++++ Given data ++++

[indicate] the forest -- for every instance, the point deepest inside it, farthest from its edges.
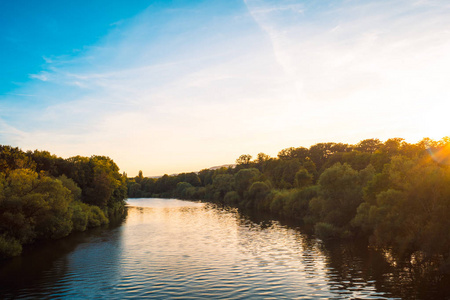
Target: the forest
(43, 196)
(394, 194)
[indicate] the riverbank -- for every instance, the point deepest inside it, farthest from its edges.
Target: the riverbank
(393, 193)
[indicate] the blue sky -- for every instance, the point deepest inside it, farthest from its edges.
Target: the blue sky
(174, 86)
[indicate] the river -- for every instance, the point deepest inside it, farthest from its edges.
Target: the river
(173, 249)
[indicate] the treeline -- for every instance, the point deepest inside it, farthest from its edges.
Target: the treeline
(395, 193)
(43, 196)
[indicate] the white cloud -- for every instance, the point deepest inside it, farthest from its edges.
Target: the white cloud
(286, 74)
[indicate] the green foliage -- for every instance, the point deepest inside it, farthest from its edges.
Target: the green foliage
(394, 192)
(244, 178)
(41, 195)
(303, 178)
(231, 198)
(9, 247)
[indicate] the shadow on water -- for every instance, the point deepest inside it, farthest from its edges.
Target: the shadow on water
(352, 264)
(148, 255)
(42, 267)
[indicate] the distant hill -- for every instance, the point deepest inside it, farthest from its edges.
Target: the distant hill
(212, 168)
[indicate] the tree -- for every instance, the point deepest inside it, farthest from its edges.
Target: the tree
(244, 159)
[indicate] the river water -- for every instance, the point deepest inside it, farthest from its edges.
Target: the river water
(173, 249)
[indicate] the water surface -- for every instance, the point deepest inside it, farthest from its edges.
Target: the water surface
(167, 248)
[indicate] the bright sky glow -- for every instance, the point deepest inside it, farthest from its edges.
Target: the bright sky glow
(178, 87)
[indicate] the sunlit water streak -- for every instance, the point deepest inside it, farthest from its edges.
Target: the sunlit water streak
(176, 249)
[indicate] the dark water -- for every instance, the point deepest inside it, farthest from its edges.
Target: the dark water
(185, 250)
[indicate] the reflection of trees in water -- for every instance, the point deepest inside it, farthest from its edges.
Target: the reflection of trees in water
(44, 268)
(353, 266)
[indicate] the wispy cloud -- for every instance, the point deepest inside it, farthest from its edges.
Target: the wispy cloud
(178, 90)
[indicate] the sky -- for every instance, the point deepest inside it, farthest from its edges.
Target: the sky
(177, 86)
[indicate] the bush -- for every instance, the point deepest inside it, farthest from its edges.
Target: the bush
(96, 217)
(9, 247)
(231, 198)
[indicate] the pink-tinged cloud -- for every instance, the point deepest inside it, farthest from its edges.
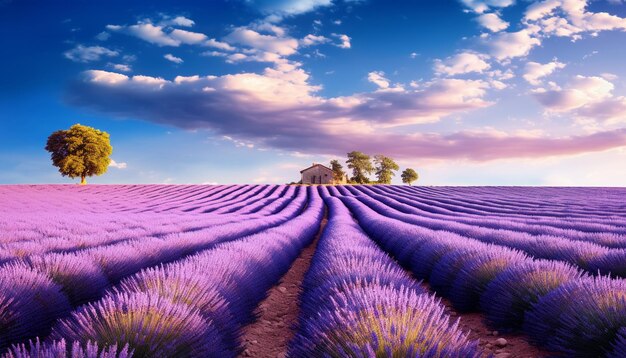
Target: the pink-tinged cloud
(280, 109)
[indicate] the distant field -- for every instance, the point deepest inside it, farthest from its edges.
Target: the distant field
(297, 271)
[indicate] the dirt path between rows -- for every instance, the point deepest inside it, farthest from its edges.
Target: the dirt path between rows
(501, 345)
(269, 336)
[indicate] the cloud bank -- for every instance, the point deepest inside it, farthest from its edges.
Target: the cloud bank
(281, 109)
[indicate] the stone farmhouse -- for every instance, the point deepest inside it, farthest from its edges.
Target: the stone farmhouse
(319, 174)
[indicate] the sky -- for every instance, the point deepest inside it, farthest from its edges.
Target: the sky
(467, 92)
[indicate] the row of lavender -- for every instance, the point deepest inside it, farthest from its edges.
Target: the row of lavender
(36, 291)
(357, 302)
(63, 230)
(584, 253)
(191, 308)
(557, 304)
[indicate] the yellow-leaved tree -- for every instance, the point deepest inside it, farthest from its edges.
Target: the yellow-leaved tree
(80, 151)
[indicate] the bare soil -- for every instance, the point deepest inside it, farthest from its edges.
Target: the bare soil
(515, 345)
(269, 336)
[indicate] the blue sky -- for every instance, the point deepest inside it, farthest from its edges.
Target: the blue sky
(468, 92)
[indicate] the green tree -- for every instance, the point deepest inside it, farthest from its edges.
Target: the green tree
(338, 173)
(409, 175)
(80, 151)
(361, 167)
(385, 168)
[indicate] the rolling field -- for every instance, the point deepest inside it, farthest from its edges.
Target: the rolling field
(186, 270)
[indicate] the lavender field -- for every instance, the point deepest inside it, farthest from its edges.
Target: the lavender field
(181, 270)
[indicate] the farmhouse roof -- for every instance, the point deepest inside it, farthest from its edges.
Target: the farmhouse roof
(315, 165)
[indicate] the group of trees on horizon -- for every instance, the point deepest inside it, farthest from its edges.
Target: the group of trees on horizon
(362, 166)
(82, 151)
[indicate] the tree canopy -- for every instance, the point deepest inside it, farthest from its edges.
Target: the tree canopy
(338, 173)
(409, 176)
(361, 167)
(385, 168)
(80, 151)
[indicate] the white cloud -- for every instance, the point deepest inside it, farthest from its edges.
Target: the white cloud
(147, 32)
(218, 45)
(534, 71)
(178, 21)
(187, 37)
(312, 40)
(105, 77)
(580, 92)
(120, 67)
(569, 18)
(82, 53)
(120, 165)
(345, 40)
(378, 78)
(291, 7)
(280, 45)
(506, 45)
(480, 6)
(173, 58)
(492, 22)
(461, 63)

++++

Task prompt:
Print the records again exactly, without the pictures.

Response:
[indicate] the forest -- for every instance, the point deepest inside it, farthest from its edges.
Target: the forest
(43, 196)
(394, 194)
[indicate] the riverbank -- for every instance, the point deepest inside it, farthest from its edges.
Target: the riverbank
(393, 193)
[indicate] the blue sky -- for every instance, the point deepest inside it, farthest from its edges.
Target: the blue sky
(174, 86)
[indicate] the river -- for every instance, the point deepest inside it, farthest from its edges.
Target: the river
(173, 249)
[indicate] the treeline -- for every instance, the point deepest inside it, farthest from its edges.
Target: the treeline
(395, 193)
(43, 196)
[indicate] the white cloud -- for every instance, the point deepest inside it, farthest from its edges.
Target: the white cloud
(286, 74)
[indicate] the green foliage -- for every instance, the point deepest inside it, farthest from its edges.
Target: the green foliage
(394, 192)
(244, 178)
(41, 195)
(303, 178)
(231, 198)
(9, 247)
[indicate] the shadow on water -- for every instance, the point deepest inside it, farthest from its edges.
Target: the shadow on water
(352, 264)
(148, 255)
(42, 267)
[indicate] the distant hill -- for every instance, the point deepest inside it, farthest from its edges.
Target: the distant hill
(212, 168)
[indicate] the tree -- for every instance, the point deepest inside it, farthest from its edges.
Target: the tree
(244, 159)
[indicate] the river water -- for every instance, the point deepest inside it, farthest from its edges.
Target: the river water
(173, 249)
[indicate] the water surface -- for every instance, the point deepest inside it, farthest from its edges.
Target: the water surface
(167, 248)
[indicate] the bright sky glow -- for every instance, the point deepest inside it, farthest from its edges.
Target: the bright sky glow
(178, 87)
[indicate] the sunlit water streak -- for every instance, the point deepest inside it, farthest from its edges.
Target: the sunlit water streak
(176, 249)
[indicate] the dark water -- for every instance, the point deepest inside it, farthest from its edges.
Target: the dark water
(185, 250)
[indicate] the reflection of trees in water -- for every instance, the point deepest inside it, farthest from its edges.
Target: the reflection of trees in water
(44, 268)
(353, 266)
[indicate] the wispy cloud -- for every instance, the point deepest inside it, farthest from its edges.
Target: the wispy cloud
(178, 90)
[indicate] the sky -- for every instance, the point deepest inside it, farthest from its edges.
Target: the sky
(177, 86)
[indicate] the bush -- for every instance, the point deepest inside it, farthest from its edges.
Target: the bush
(96, 217)
(9, 247)
(231, 198)
[indicate] the pink-tinged cloud -- for every instance, the point deepest inside it, farthest from its edges.
Target: the pink-tinged cloud
(280, 109)
[indicate] the distant field -- for every instance, the point deepest inside it, farthest from its edges.
Target: the distant field
(297, 271)
[indicate] the dirt path between rows -- for every instance, the point deepest inside it, farthest from its edges.
Target: the dirt path between rows
(501, 345)
(269, 336)
[indicate] the cloud bank -- for every instance, the point deepest inside it, farthest from its edges.
Target: the cloud bank
(281, 109)
[indicate] the stone farmhouse -- for every instance, the point deepest inside it, farthest from its edges.
Target: the stone farmhouse
(319, 174)
[indicate] the sky -- for every instance, the point deepest inside it, farthest from its edges.
Target: the sky
(467, 92)
[indicate] the row of lavender -- for every instance, the point deepest inside it, farthest from its edges.
Target: the row of lavender
(36, 291)
(357, 302)
(63, 230)
(584, 253)
(191, 308)
(557, 304)
[indicate] the yellow-leaved tree -- for every instance, the point deepest inside it, farthest from its edges.
Target: the yellow-leaved tree
(80, 151)
[indicate] the bare soil -- for every instance, the point deepest inside it, farthest from its edges.
Target: the bare soil
(515, 345)
(269, 336)
[indicate] the blue sky -- for every instance, the point deepest inside it, farthest from its edges.
Target: the blue sky
(468, 92)
[indicate] the green tree -- for every instance, the point deepest inside it, farthest from its edges.
Target: the green tree
(338, 173)
(409, 175)
(80, 151)
(361, 167)
(385, 168)
[indicate] the rolling field -- for every instance, the point deepest inside it, farthest from its edges.
Target: the rolling field
(186, 270)
[indicate] the lavender field -- for every instance, the point deepest inside it, farthest from its edges.
Target: the lavender field
(181, 270)
[indicate] the farmhouse roof -- for every instance, the point deepest inside it, farthest from its edges.
Target: the farmhouse roof
(315, 165)
[indicate] the group of trees on horizon -- for every instance, the point deepest inside it, farthest from its edges.
Target: the group of trees on horizon
(362, 166)
(82, 151)
[indicate] the tree canopy -- for every instance, the point deepest inside it, farthest from its edges.
Target: the tree canopy
(338, 173)
(409, 176)
(361, 167)
(385, 168)
(80, 151)
[indicate] the white cloud -- for every instance, the point deepest inside it, farthest from its edges.
Target: the white cloud
(147, 32)
(218, 45)
(534, 71)
(178, 21)
(187, 37)
(312, 40)
(105, 77)
(580, 92)
(120, 67)
(569, 18)
(82, 53)
(120, 165)
(345, 40)
(378, 78)
(291, 7)
(280, 45)
(506, 45)
(480, 6)
(173, 58)
(492, 22)
(461, 63)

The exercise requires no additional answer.